**Given passage:**
In India there are two main death ceremonies, one done on the day of the death or the day after, and then a Shradha, a ceremony where food is offered, usually occurring 10 – 14 days after the death. I suspect that one reason for this ceremony is so people who were unable to come immediately after the passing of the body are able to come and join the rites.
A. Ramana dropped the body on 15 February. The ceremony for his interment was posted a few days ago (click here to view). A Shradha was held on 24 February, 2010. This posting shares these rites with those who are interested.
The Shradha consists of an elaborate pooja, with people close to the deceased playing key parts in the pooja, and then a food offering. If the Shradha is held for a villager, the food offering would be to the crows (symbolizing the spirits of ancestors). For a holy man, the food is usually offered to sadhus. This is what was done for A. Ramana. In a Shradha for a villager, the key role would be played by the person’s son. With A. Ramana, this role was played by two key people in his life in India: Jan, who runs the Tiruvannamalai AHAM ashram, and Vivian, A. Ramana’s personal attendant for the last several years.
Getting ready for the Shradha
We arrived a few minutes before things were to get going. Few people were there and things were pretty calm and quiet.
A few sadhus were sitting an an area set aside for them. They were to play a key role today, those being fed in order to bring spiritual benefit to A. Ramana.
The samadhi has had much work since last week. Now there is a raised platform with steps that has been built, and a lingam has been installed.
The lingam is nicely decorated with flowers.
The covered porch area has chairs set out, and a few people are sitting and talking as they wait. A pot of chai is set out for people to drink.
People start arriving. V. Ganesan is one of the first. Standing with him, to his right, is KVS, a well respected figure from
Ganesan pranams A. Ramana’s samadhi.
Sadhus sit and wait. The white bearded one to the right kept flashing a thousand-watt smile at me all day.
More people are sitting under the porch.

**Tasks to perform:**
1. Name every person identified by name in the passage about the Shradha.
2. Show each line of the listing that contains the string "with".

**Information given:**

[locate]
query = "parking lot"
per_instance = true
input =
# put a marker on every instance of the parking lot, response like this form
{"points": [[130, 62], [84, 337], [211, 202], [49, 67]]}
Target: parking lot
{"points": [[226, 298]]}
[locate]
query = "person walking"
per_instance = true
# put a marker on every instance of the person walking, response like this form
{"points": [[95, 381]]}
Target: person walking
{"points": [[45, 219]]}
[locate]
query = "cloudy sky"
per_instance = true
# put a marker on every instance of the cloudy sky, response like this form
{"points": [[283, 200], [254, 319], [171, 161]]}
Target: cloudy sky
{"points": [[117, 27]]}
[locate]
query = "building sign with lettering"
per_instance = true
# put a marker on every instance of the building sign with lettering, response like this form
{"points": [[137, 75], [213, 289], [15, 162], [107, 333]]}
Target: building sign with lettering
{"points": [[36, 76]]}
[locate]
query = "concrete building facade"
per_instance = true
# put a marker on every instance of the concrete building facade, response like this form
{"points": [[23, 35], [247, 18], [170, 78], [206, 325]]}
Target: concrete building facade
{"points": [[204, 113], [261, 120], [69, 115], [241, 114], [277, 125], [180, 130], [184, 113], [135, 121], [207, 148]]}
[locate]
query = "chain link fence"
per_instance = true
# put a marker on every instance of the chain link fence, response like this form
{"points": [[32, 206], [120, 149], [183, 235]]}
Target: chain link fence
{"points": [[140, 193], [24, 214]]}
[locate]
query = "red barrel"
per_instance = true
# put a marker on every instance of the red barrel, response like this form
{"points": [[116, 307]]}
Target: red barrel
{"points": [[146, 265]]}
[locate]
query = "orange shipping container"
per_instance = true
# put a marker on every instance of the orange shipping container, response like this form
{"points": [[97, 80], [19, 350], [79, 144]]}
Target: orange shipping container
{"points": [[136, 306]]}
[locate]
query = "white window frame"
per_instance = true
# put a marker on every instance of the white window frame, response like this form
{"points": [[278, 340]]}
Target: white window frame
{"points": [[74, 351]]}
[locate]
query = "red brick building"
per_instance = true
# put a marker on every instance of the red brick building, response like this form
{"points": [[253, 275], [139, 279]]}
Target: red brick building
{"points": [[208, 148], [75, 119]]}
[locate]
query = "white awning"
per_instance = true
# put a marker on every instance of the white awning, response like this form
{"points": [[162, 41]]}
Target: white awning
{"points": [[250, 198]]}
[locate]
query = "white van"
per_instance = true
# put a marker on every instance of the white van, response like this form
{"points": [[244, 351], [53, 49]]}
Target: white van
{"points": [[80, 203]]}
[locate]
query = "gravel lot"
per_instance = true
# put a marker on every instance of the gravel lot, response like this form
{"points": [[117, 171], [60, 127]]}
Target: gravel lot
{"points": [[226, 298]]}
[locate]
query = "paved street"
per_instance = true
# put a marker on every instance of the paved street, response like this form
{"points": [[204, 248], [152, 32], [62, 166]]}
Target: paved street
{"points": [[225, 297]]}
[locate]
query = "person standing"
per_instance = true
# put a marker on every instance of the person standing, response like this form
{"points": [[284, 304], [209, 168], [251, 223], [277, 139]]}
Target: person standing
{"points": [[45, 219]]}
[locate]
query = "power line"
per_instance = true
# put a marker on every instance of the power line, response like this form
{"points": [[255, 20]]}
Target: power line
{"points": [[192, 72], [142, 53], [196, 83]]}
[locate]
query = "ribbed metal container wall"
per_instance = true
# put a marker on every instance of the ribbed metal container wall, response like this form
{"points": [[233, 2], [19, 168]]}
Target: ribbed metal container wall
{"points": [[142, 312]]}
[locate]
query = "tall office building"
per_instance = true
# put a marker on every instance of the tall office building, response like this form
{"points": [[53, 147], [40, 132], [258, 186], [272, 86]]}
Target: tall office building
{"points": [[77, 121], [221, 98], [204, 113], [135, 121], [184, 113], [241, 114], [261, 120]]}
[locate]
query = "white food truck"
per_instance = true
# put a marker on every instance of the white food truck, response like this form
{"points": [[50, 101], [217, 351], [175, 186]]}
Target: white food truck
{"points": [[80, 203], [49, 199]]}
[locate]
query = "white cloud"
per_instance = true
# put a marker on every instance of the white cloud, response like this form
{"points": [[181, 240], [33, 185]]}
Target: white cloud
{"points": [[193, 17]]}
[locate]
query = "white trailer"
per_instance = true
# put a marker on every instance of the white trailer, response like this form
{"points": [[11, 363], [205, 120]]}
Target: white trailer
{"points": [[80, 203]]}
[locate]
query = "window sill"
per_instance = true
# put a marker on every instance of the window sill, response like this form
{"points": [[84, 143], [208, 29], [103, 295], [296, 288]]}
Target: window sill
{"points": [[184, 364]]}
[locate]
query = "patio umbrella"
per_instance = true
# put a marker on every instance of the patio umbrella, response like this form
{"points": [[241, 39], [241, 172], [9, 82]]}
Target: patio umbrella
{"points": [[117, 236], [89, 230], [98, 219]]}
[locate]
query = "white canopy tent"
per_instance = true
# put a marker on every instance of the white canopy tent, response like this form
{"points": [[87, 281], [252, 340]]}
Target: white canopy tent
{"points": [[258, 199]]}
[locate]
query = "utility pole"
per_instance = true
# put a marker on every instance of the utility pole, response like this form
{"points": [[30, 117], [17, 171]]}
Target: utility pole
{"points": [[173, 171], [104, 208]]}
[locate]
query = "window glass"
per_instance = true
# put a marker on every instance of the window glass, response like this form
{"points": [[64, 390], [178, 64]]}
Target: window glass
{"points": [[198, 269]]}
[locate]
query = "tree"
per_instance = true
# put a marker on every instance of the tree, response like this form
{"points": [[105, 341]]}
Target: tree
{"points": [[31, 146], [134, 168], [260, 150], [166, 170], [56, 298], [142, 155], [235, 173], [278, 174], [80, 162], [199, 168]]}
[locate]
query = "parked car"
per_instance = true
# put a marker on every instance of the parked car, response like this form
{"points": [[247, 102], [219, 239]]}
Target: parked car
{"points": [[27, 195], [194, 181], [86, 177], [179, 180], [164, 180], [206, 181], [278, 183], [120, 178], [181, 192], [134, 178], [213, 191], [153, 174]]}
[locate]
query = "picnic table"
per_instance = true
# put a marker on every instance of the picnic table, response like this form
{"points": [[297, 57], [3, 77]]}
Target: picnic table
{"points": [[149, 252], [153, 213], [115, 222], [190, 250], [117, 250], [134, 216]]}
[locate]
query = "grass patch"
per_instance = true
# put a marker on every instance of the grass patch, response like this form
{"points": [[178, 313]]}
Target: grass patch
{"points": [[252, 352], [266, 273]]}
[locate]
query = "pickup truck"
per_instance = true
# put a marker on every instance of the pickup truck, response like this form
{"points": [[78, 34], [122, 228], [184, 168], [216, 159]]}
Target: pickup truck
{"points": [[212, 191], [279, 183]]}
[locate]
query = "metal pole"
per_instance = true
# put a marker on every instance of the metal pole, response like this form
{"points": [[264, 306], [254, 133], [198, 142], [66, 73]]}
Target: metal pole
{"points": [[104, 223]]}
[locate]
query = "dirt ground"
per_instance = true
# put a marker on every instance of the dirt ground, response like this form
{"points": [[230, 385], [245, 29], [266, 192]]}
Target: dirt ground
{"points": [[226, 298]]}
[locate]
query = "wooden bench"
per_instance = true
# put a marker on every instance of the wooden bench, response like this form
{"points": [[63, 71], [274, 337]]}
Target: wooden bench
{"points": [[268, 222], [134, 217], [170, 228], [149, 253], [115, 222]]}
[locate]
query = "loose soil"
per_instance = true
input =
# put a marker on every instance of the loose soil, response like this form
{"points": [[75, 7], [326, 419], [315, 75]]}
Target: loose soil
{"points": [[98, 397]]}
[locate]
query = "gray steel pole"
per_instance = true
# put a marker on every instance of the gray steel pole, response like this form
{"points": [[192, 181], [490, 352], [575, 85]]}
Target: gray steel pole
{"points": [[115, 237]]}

**Solutions to the exercise:**
1. A. Ramana, Jan, Vivian, V. Ganesan, KVS

2.
query = "building sign with lettering"
# put a marker on every instance of the building sign with lettering, response like this form
Target: building sign with lettering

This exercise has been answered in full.